Short task:
Copy out the records verbatim, starting at the line that contains "Within this frame, in what area is the white church facade" and ending at the last line of the records, with both of those lines included.

* BEGIN *

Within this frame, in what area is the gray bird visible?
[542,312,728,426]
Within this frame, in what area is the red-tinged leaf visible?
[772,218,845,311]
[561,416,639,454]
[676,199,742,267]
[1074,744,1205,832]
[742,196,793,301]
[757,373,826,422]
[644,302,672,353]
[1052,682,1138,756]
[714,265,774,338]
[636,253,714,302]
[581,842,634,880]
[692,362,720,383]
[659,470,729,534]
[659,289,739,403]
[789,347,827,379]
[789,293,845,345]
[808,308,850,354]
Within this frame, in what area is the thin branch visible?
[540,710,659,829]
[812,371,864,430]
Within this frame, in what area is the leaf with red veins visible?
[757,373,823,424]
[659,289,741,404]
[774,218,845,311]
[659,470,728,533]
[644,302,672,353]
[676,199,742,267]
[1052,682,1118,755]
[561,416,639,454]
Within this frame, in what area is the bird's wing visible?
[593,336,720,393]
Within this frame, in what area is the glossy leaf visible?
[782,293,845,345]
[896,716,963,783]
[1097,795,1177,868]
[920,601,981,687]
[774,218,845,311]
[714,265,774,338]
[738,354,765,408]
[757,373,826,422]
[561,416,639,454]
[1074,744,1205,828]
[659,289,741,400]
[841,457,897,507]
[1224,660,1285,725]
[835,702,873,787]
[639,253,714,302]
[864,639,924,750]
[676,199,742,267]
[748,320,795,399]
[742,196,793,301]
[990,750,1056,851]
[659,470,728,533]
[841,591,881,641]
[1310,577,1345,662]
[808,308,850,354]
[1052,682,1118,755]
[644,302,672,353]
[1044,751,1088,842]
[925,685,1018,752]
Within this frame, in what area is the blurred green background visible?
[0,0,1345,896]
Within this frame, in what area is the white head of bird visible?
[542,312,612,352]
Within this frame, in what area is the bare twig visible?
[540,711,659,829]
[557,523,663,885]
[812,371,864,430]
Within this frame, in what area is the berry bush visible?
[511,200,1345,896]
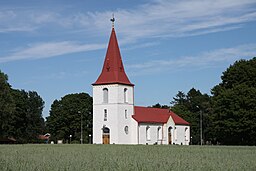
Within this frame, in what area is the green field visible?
[0,144,256,171]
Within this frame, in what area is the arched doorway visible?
[102,127,110,144]
[168,126,172,144]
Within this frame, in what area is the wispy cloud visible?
[0,41,105,63]
[0,0,256,63]
[127,44,256,75]
[0,0,256,38]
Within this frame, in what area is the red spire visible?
[93,27,134,86]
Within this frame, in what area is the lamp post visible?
[196,106,203,145]
[78,111,83,144]
[69,135,72,144]
[200,110,203,145]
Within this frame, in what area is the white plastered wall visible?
[93,84,137,144]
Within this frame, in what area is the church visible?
[92,18,190,145]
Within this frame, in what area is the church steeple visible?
[93,17,134,86]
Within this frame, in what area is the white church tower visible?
[92,18,138,144]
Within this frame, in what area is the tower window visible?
[124,126,128,134]
[124,109,128,119]
[124,88,128,103]
[146,126,150,141]
[174,127,177,141]
[103,88,108,103]
[157,126,162,140]
[104,109,108,121]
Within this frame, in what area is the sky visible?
[0,0,256,117]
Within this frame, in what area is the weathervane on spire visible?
[110,13,115,28]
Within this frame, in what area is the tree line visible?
[153,57,256,145]
[0,70,45,143]
[0,57,256,145]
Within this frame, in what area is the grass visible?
[0,144,256,171]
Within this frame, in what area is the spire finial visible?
[110,13,115,28]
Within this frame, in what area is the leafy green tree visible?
[212,57,256,145]
[0,70,14,137]
[46,93,92,142]
[10,90,44,143]
[171,88,212,144]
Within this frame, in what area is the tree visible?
[0,70,14,137]
[46,93,92,142]
[212,57,256,145]
[171,88,212,144]
[10,89,44,143]
[0,71,44,143]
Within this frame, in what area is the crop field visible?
[0,144,256,171]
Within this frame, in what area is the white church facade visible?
[92,21,190,145]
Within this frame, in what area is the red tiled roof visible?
[92,28,134,86]
[132,106,189,125]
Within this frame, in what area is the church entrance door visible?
[168,127,172,144]
[102,127,110,144]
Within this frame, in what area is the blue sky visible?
[0,0,256,117]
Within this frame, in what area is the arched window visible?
[168,126,173,144]
[174,127,177,141]
[103,88,108,103]
[185,127,189,141]
[157,126,162,140]
[124,88,128,103]
[124,109,128,119]
[146,126,150,141]
[104,109,108,121]
[124,126,128,134]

* END *

Result:
Within this frame, in what area is the white church facade visible?
[92,21,190,145]
Within this frame, in what area is the red tiled roof visible?
[92,28,134,86]
[132,106,189,125]
Within this frame, in what area is the church entrance door visible?
[168,127,172,144]
[102,127,110,144]
Within this frame, in what area is the blue sky visible?
[0,0,256,117]
Within this frame, in what area is the arched window visible?
[168,126,173,144]
[174,127,177,141]
[103,88,108,103]
[185,127,189,141]
[157,126,162,140]
[124,88,128,103]
[124,109,128,119]
[146,126,150,141]
[104,109,108,121]
[124,126,128,134]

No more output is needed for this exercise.